• Task to complete: Word for word, give the material below again, minus any images.

§

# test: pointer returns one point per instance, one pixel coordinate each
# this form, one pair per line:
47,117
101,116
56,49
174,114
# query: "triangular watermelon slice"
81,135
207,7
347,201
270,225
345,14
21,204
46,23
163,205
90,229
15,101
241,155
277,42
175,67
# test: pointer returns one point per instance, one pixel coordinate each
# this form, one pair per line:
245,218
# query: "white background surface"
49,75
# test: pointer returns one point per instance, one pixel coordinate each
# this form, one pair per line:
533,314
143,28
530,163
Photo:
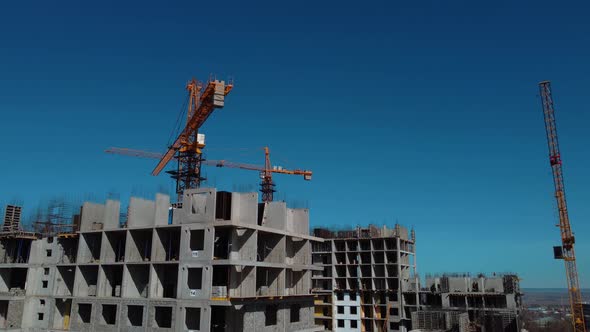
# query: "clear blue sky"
421,112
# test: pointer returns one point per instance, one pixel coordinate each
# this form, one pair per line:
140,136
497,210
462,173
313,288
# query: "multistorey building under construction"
368,281
219,261
460,302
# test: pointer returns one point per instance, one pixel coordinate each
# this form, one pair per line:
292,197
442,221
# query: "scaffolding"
11,228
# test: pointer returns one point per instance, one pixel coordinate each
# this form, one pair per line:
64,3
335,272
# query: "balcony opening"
141,246
197,240
166,281
223,205
91,250
87,284
194,280
222,245
163,317
134,315
192,319
111,285
167,244
68,249
65,281
109,314
137,285
270,315
84,312
114,250
62,310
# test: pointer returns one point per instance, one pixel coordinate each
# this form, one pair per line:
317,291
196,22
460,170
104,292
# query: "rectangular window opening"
134,315
295,308
84,312
197,240
195,276
193,319
109,314
270,315
163,317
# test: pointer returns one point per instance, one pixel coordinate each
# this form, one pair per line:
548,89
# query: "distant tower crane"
202,101
267,185
566,251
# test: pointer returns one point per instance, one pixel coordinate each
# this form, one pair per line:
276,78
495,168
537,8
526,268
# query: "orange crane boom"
566,251
266,186
203,100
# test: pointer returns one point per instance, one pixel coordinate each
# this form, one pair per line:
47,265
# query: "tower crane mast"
566,251
203,100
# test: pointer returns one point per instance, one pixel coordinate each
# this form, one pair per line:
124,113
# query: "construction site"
213,260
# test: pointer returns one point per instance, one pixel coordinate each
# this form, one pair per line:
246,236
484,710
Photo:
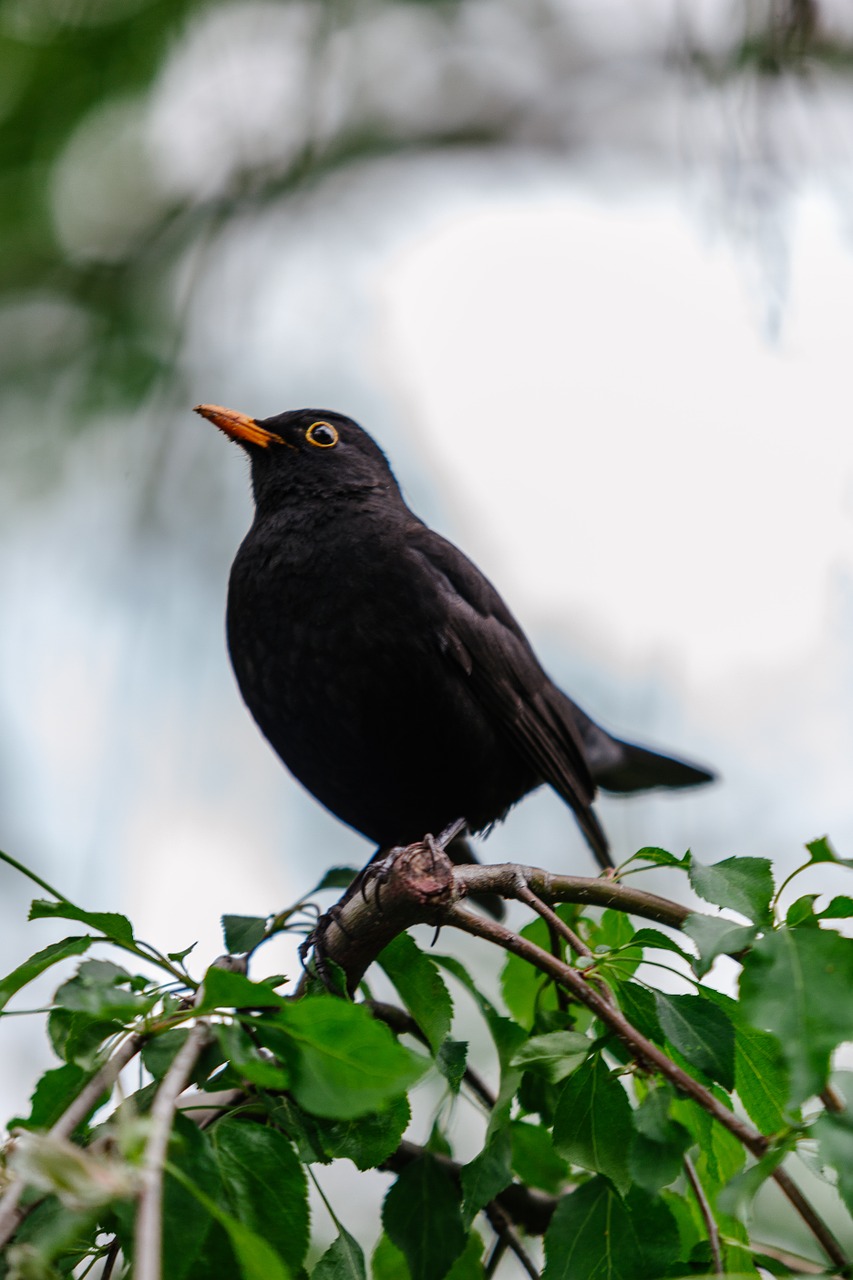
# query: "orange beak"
238,426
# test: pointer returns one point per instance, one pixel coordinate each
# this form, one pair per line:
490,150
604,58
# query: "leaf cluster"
637,1156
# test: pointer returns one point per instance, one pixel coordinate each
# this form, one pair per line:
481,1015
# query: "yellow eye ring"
323,435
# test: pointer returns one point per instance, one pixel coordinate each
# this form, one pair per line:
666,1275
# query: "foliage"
633,1124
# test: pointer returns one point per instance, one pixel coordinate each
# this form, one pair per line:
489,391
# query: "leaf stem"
149,1219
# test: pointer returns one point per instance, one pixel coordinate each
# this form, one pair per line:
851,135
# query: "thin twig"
649,1054
498,1249
707,1215
112,1257
104,1079
589,891
505,1232
149,1219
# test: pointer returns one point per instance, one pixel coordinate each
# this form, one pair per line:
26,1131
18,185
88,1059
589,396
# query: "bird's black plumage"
382,666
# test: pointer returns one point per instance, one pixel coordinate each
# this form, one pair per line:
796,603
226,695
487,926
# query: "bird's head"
304,452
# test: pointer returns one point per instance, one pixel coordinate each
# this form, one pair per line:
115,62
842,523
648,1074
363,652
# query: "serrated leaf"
387,1261
839,909
451,1060
341,1061
743,885
781,977
256,1258
660,858
484,1176
53,1095
343,1260
110,923
658,941
594,1123
534,1159
223,988
639,1008
242,932
265,1184
701,1032
598,1235
41,960
555,1055
716,936
422,1216
761,1078
821,851
801,913
420,987
657,1152
368,1139
834,1133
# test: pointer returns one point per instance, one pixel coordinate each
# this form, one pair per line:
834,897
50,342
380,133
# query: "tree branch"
149,1219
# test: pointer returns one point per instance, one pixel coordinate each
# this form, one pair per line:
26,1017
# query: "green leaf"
186,1221
839,909
716,936
222,988
761,1078
641,1009
534,1159
555,1055
336,877
41,960
388,1262
801,913
486,1175
525,991
594,1234
821,851
422,1216
159,1052
341,1061
256,1258
343,1260
247,1060
834,1133
701,1032
451,1060
744,885
267,1185
368,1139
657,941
110,923
420,987
242,932
594,1124
53,1095
797,984
660,858
657,1153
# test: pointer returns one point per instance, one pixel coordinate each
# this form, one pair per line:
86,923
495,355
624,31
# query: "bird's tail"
635,768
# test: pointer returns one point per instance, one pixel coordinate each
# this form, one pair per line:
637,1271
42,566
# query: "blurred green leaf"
420,987
422,1216
594,1123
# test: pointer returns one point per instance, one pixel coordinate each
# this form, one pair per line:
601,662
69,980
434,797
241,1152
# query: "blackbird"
383,667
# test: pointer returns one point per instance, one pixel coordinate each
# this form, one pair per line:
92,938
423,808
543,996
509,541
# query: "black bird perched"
379,662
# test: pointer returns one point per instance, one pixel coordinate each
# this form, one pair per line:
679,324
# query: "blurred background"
582,268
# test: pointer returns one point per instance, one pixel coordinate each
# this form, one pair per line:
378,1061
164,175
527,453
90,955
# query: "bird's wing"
482,638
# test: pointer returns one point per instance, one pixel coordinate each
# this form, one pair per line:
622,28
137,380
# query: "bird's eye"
322,434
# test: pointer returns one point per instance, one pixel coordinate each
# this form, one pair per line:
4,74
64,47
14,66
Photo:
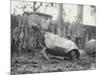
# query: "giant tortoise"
58,46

§

• Solution to the problem:
# test: pointer returns one point per instance, one pixel coordinate each
# this form, one pair per line:
47,117
101,116
56,49
174,114
# query: "triangular watermelon slice"
81,135
207,7
347,201
270,225
345,14
21,204
46,23
163,205
90,229
15,101
241,155
277,42
175,67
# test: pointer returns one point per instance, one pixel coordinate each
# this form, one pair per line:
245,218
# query: "white background surface"
49,75
# test: pointer returns one point per instance, one pixel coordinate each
# this form, one pair per line:
533,314
143,28
530,163
Photo:
# query: "clear blue sky"
421,112
# test: pointer returns one point per instance, one pixel coordinate each
# this form, one pair per line:
140,136
497,210
462,173
313,288
# query: "multistorey building under construction"
368,281
219,261
460,302
# test: pointer returns one point per instance, one pixel coordinate each
# this form, one pair per line:
292,197
442,221
# query: "scaffolding"
11,228
# test: pointer returns one point per instance, one pixel coordinate each
# this form, one pair per line:
64,3
335,272
# query: "balcony opening"
141,246
197,240
166,281
223,205
91,250
87,284
194,280
222,245
163,317
134,315
192,319
111,285
167,244
68,249
65,281
109,314
137,285
270,315
84,312
114,250
62,310
# test: pointer returns one point per instance, one pixel coordinate each
# this form, one pair per line:
317,291
196,22
460,170
104,292
# query: "rectangular window opening"
134,315
295,308
84,312
197,240
195,276
193,319
109,314
270,315
163,317
# test: pointer returns one point per instance, one pixel coordinate each
# this form, one pair per line:
548,89
# query: "distant tower crane"
202,101
267,185
566,251
# test: pointer returns one point per instance, one pixel coordinate each
# this form, one pair per line:
276,78
495,168
537,8
526,268
# query: "orange crane boom"
566,251
266,186
203,100
# test: pointer returns one point per instance, one pixel coordinate each
# this form, one pair per line:
47,265
# query: "tower crane mast"
566,251
203,100
# test: pointer returns one point per instance, one pixel coordinate each
# this form, one pair per line:
124,113
# query: "construction site"
213,260
# test: pointer returns one point per instance, one pixel coordinate each
# this form, one pair per line:
246,236
484,710
Photo:
# query: "orange beak"
238,426
# test: pointer returns one point per instance, one pixel coordinate each
# this form, one pair per line:
490,150
604,58
# query: "leaf cluster"
637,1156
# test: pointer returns one point per instance, one pixel coordinate each
# this form, one pair per line:
481,1015
# query: "yellow eye ring"
323,435
# test: pointer returns one point per instance, one pixel coordinate each
# this form, one pair per line:
666,1275
# query: "foliage"
633,1124
# test: pointer returns one point per instance, one pixel coordinate each
# this form, one pair per line:
489,391
# query: "leaf stem"
149,1219
# test: pointer returns one point per instance, one pixel coordinate each
# this form, one pair per line:
851,135
# query: "thin twig"
649,1054
498,1249
707,1215
112,1257
104,1079
589,891
505,1232
149,1219
# test: pointer returns one point per instance, one pixel coordinate each
# this form, one pair per line:
26,1131
18,185
88,1059
589,396
# query: "bird's black plumage"
382,666
# test: pointer returns one point per instance, one pixel coordinate each
# this form, one pair per line:
796,603
226,695
487,926
# query: "bird's head"
304,452
# test: pointer returns one point per instance, one pixel coordinate each
# this form, one pair per line:
115,62
842,523
648,1074
363,652
# query: "serrated leaf"
387,1261
839,909
451,1060
341,1061
743,885
781,977
256,1258
660,858
484,1176
53,1095
343,1260
110,923
658,941
594,1123
534,1159
223,988
639,1008
242,932
265,1184
701,1032
598,1235
41,960
555,1055
716,936
422,1216
761,1078
821,851
801,913
420,987
657,1152
368,1139
834,1133
# test: pointer returns one point per instance, one pixel coordinate each
# this form, one pair per line:
834,897
50,342
380,133
# query: "tree branch"
149,1219
# test: pointer returns one point per instance, one pixel coordinate each
# this form, one pair per line:
26,1017
# query: "green leaf"
186,1221
839,909
716,936
222,988
761,1078
641,1009
534,1159
555,1055
336,877
41,960
388,1262
801,913
486,1175
525,991
594,1234
821,851
422,1216
159,1052
341,1061
256,1258
343,1260
247,1060
834,1133
701,1032
451,1060
744,885
267,1185
368,1139
657,941
110,923
420,987
242,932
594,1124
53,1095
797,984
660,858
657,1153
# test: pointer returns one point per instance, one pixel coordinate each
# this form, one pair per line:
86,923
495,355
624,31
# query: "bird's tail"
635,768
# test: pointer returns one point per instance, one pixel coordinate each
# this form, one pair per line:
637,1271
42,566
# query: "blurred green leaf"
420,987
422,1216
594,1123
# test: pointer returns one point per instance, one pixel coordinate each
# this form, one pair per line:
601,662
69,980
434,797
241,1152
# query: "blackbird"
383,667
# test: pointer returns one point per instance, one pixel coordinate each
# this form, one pair per line:
92,938
423,808
543,996
509,541
# query: "black bird perched"
379,662
# test: pointer returns one point per instance, one pixel coordinate each
# this form, one pair per line:
679,324
# query: "blurred background"
582,268
# test: pointer returns one point per instance, one pixel coordinate each
# this form, one pair per line:
378,1061
164,175
527,453
90,955
# query: "bird's wing"
482,638
# test: pointer returns one point per instance, one pixel coordinate each
# this form, one pair per line:
622,28
137,380
# query: "bird's eye"
322,434
# test: pointer returns one point per instance, one pixel coordinate each
# this form, one pair per line:
4,74
64,47
14,66
Photo:
# query: "giant tortoise"
58,46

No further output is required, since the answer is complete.